Work to complete
Output the lines of the data below as a numbered list with blank lines omitted, starting at the line containing "drop a dot on the patio" and ending at the last line of the data.

______________________________

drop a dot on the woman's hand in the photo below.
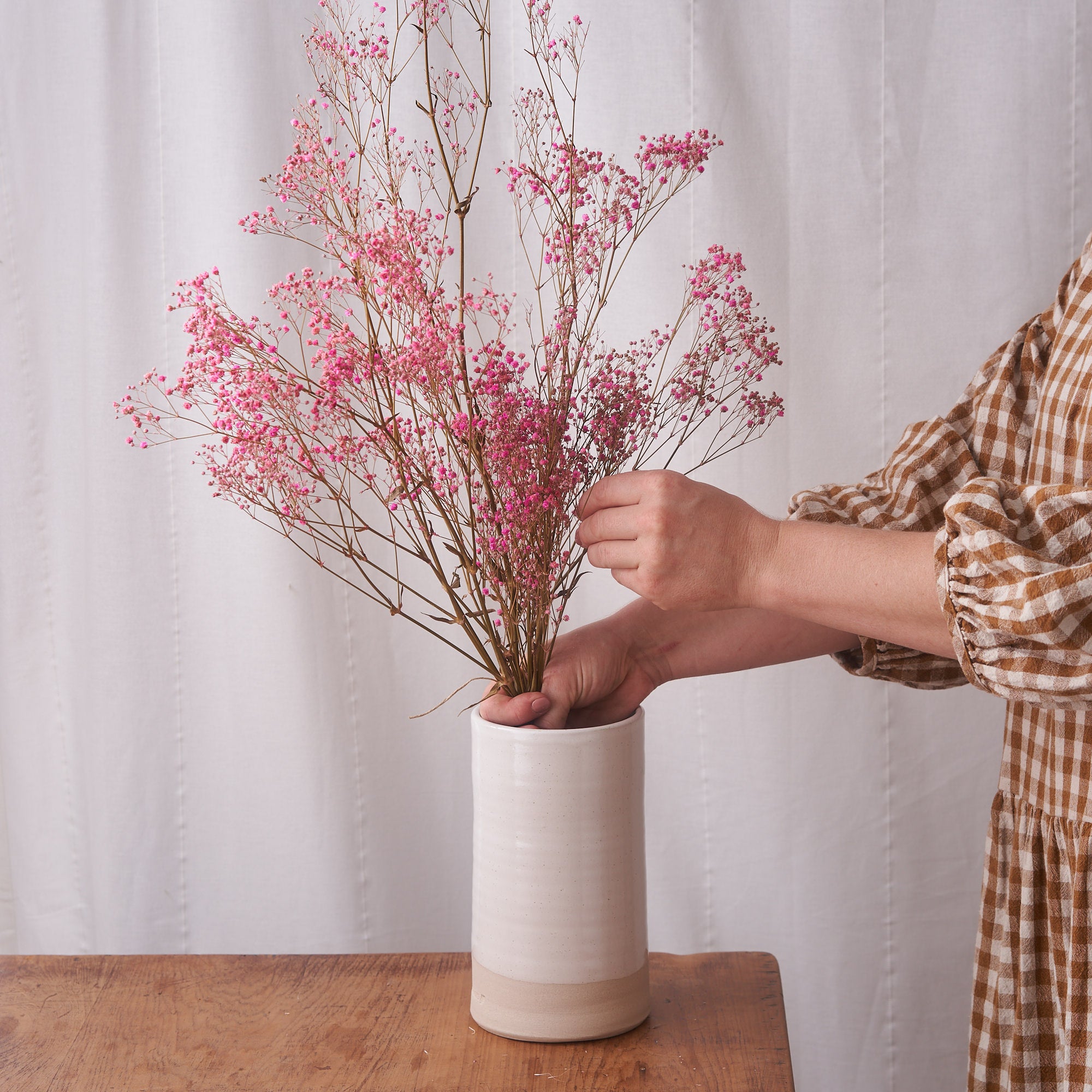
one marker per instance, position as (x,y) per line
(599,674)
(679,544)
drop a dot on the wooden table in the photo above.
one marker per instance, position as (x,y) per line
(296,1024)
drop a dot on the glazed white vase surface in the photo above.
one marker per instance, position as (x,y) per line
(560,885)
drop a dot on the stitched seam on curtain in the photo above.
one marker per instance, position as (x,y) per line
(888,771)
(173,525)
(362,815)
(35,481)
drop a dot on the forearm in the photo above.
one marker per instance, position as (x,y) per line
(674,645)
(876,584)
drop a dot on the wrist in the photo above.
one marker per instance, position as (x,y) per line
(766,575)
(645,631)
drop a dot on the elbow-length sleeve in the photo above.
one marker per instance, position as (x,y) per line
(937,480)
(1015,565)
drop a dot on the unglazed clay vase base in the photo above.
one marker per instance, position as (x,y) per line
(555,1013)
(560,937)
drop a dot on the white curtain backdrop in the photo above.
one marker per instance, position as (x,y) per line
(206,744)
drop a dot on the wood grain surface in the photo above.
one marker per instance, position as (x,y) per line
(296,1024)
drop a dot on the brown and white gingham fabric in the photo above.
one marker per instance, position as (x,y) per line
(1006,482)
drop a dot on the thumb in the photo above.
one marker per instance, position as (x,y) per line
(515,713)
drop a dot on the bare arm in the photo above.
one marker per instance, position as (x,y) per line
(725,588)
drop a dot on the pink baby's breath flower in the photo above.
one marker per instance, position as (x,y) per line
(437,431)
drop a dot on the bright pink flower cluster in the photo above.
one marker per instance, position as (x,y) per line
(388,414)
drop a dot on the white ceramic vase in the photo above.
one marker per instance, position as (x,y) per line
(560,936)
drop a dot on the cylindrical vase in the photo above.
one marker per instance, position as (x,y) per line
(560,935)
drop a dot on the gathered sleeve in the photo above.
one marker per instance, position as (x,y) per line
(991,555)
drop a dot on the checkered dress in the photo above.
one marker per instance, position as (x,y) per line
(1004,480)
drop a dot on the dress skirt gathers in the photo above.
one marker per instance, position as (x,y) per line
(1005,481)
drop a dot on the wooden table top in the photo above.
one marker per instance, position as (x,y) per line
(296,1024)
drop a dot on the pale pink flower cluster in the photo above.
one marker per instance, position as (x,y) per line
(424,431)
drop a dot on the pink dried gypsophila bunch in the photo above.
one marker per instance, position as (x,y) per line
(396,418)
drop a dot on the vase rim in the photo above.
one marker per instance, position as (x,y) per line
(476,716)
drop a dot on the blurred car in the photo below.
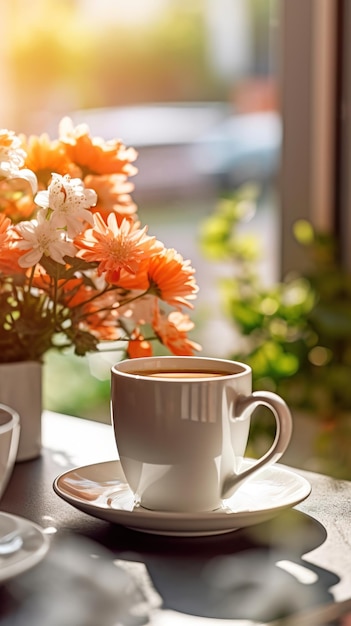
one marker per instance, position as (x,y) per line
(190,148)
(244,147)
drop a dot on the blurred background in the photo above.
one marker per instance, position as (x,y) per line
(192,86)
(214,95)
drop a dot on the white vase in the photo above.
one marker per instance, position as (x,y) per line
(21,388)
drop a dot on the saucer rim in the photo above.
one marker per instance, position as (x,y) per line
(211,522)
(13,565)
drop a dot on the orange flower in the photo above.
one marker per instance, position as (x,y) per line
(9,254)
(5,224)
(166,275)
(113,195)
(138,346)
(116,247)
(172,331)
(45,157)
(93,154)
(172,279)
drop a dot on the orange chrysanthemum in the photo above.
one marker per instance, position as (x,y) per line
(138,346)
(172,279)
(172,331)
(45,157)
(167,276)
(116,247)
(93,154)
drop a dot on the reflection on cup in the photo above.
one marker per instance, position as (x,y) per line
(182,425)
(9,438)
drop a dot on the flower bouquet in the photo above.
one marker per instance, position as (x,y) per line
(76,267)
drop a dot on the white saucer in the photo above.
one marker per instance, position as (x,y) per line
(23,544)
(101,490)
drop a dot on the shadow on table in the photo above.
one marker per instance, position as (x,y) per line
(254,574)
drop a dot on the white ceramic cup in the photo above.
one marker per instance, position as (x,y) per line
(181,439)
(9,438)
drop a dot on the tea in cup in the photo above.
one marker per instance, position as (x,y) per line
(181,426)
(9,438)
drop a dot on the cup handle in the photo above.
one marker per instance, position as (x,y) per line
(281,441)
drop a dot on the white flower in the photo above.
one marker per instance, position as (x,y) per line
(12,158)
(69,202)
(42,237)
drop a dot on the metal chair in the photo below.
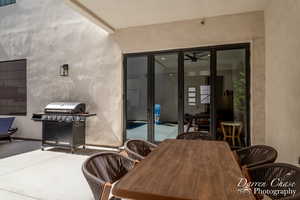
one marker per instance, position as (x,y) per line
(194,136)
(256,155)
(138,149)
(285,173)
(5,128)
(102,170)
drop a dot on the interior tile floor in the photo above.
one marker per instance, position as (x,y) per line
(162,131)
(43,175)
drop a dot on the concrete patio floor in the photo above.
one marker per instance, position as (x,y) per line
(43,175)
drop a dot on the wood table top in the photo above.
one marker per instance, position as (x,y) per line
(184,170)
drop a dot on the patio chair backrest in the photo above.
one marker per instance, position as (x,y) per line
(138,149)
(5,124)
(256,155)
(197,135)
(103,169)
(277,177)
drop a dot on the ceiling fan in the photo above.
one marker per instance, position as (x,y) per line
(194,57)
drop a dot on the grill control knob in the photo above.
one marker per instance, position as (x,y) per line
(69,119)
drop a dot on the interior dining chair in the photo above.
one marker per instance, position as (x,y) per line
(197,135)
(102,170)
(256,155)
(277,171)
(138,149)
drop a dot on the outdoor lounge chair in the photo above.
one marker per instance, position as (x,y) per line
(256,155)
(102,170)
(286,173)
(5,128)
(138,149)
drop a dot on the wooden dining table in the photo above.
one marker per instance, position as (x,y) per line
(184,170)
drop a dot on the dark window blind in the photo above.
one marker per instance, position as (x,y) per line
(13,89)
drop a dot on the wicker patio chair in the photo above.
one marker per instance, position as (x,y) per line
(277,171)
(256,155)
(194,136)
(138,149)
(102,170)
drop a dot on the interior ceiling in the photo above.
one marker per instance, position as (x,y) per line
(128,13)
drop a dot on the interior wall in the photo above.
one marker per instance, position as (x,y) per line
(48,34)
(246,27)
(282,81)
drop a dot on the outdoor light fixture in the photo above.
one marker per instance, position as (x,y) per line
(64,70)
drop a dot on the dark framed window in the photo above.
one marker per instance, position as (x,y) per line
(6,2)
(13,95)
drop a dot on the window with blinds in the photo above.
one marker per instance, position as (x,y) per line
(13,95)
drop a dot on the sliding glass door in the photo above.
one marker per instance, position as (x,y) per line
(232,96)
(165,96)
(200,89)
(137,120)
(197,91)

______________________________

Answer for the task
1. drop a dot on the patio chair backrest in the photo above.
2. one marker per instance, position as (x,y) per line
3. (138,149)
4. (5,124)
5. (256,155)
6. (197,135)
7. (103,169)
8. (277,177)
9. drop a dot on the ceiling fan in the photo above.
10. one marker per instance, position as (x,y) per line
11. (194,57)
12. drop a dot on the grill control knob in the photo above.
13. one marker per instance, position as (x,y) per line
14. (69,119)
15. drop a dot on the interior dining chair in the photo above.
16. one marker per instance, position as (x,y) per line
17. (197,135)
18. (102,170)
19. (256,155)
20. (277,171)
21. (138,149)
22. drop a dot on the outdoor lounge chair in the photo above.
23. one marker per instance, position as (x,y) per line
24. (256,155)
25. (102,170)
26. (286,173)
27. (5,128)
28. (138,149)
29. drop a dot on the wooden dining table in the photo above.
30. one marker per instance, position as (x,y) per line
31. (184,170)
32. drop a dot on the dark window blind in the photo above.
33. one marker per instance, position as (x,y) per line
34. (13,89)
35. drop a dot on the wicker patio chair in the photo above.
36. one marker per instance, position as (x,y) per line
37. (277,171)
38. (256,155)
39. (194,136)
40. (138,149)
41. (102,170)
42. drop a dot on the interior ceiling in the photo above.
43. one marker per instance, position as (x,y) per line
44. (128,13)
45. drop a dot on the interior wall in the photo above.
46. one marker per instance, position as (x,y) per line
47. (48,34)
48. (246,27)
49. (282,81)
50. drop a dot on the outdoor light fixture in the photo above.
51. one marker per instance, position as (x,y) per line
52. (64,70)
53. drop a dot on the dark framed window in the photo above.
54. one marker per instance, position as (x,y) per line
55. (6,2)
56. (13,95)
57. drop a dot on the window with blinds in the photo above.
58. one marker per instance, position as (x,y) per line
59. (13,95)
60. drop a dot on the sliding glass door in the photo above.
61. one marker per instance, position as (x,y) per line
62. (232,96)
63. (165,96)
64. (200,89)
65. (137,120)
66. (197,91)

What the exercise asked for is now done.